§ **Requirements**
Rewrite everything from the line containing "query | dark rock" down through the end of the records as a JSON list of strings, with one string per line and blank lines omitted.

§ **Data to process**
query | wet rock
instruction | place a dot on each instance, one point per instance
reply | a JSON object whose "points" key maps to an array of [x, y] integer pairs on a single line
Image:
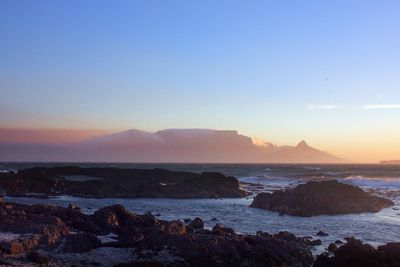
{"points": [[322, 233], [222, 231], [318, 198], [82, 242], [20, 245], [37, 258], [356, 254], [120, 183], [196, 224], [332, 247], [113, 218], [315, 242], [142, 264]]}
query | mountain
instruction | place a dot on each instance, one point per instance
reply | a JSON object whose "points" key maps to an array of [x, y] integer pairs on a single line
{"points": [[170, 145], [390, 162]]}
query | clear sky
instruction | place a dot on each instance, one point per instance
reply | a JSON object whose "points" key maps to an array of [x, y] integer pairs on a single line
{"points": [[324, 71]]}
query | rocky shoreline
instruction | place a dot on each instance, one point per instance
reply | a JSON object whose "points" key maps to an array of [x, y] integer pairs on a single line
{"points": [[46, 235], [321, 198], [118, 183], [57, 236]]}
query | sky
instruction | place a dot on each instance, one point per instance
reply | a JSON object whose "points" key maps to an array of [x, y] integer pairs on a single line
{"points": [[282, 71]]}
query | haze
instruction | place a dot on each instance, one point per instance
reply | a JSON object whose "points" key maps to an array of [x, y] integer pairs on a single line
{"points": [[282, 72]]}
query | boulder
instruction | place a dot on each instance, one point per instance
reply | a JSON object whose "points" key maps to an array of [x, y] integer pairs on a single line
{"points": [[319, 198], [119, 183], [356, 254], [83, 242]]}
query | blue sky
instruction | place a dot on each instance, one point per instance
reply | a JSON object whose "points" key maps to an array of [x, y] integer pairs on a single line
{"points": [[324, 71]]}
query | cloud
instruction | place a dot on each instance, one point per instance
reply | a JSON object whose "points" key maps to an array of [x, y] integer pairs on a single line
{"points": [[382, 106], [323, 106]]}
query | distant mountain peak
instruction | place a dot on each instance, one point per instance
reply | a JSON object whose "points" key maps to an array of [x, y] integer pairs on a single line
{"points": [[302, 144]]}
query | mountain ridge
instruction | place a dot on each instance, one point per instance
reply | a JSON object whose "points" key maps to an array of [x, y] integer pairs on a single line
{"points": [[170, 145]]}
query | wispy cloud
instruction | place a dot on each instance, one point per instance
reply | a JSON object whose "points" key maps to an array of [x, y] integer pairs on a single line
{"points": [[382, 106], [323, 106]]}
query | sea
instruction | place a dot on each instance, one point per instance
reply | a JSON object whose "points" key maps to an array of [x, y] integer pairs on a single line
{"points": [[373, 228]]}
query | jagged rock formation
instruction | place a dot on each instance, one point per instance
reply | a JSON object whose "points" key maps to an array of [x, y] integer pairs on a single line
{"points": [[318, 198], [121, 183]]}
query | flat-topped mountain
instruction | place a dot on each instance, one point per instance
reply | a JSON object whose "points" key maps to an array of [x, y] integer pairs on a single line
{"points": [[394, 162], [170, 145]]}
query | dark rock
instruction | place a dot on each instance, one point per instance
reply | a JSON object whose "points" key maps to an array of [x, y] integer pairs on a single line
{"points": [[317, 198], [142, 264], [37, 258], [196, 224], [155, 242], [82, 242], [356, 254], [332, 247], [322, 233], [315, 242], [120, 183]]}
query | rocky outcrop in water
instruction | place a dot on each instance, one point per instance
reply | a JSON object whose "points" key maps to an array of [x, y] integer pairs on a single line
{"points": [[356, 254], [119, 183], [320, 198], [56, 236]]}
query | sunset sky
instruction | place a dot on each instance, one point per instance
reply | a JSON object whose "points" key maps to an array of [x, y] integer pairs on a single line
{"points": [[282, 71]]}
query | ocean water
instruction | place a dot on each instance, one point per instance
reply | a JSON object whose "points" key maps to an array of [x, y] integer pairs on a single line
{"points": [[373, 228]]}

§ **Exercise result**
[
  "query | dark rock",
  "instruction | place a dot on each instance, one point per instance",
  "reply | a JSON object whose \"points\" key maps to an array of [x, y] integer pairs on a single line",
  "{\"points\": [[317, 198], [142, 264], [37, 258], [196, 224], [155, 242], [82, 242], [356, 254], [332, 247], [322, 233], [315, 242], [120, 183]]}",
  "query | rocky outcrop in water",
  "instruction | place a dot on each instance, one point per instance",
  "reply | a JSON object whose \"points\" key maps to an array of [x, y] integer pairs on a single line",
  "{\"points\": [[356, 254], [119, 183], [320, 198], [56, 236]]}",
  "query | sunset sky",
  "instruction | place a dot on each instance, one point per instance",
  "reply | a JSON object whose \"points\" key maps to an array of [x, y] integer pairs on a single line",
  "{\"points\": [[282, 71]]}",
  "query | ocean water",
  "instruction | place a dot on each instance, one point per instance",
  "reply | a JSON object whose \"points\" key maps to an array of [x, y] integer pairs on a single line",
  "{\"points\": [[373, 228]]}"
]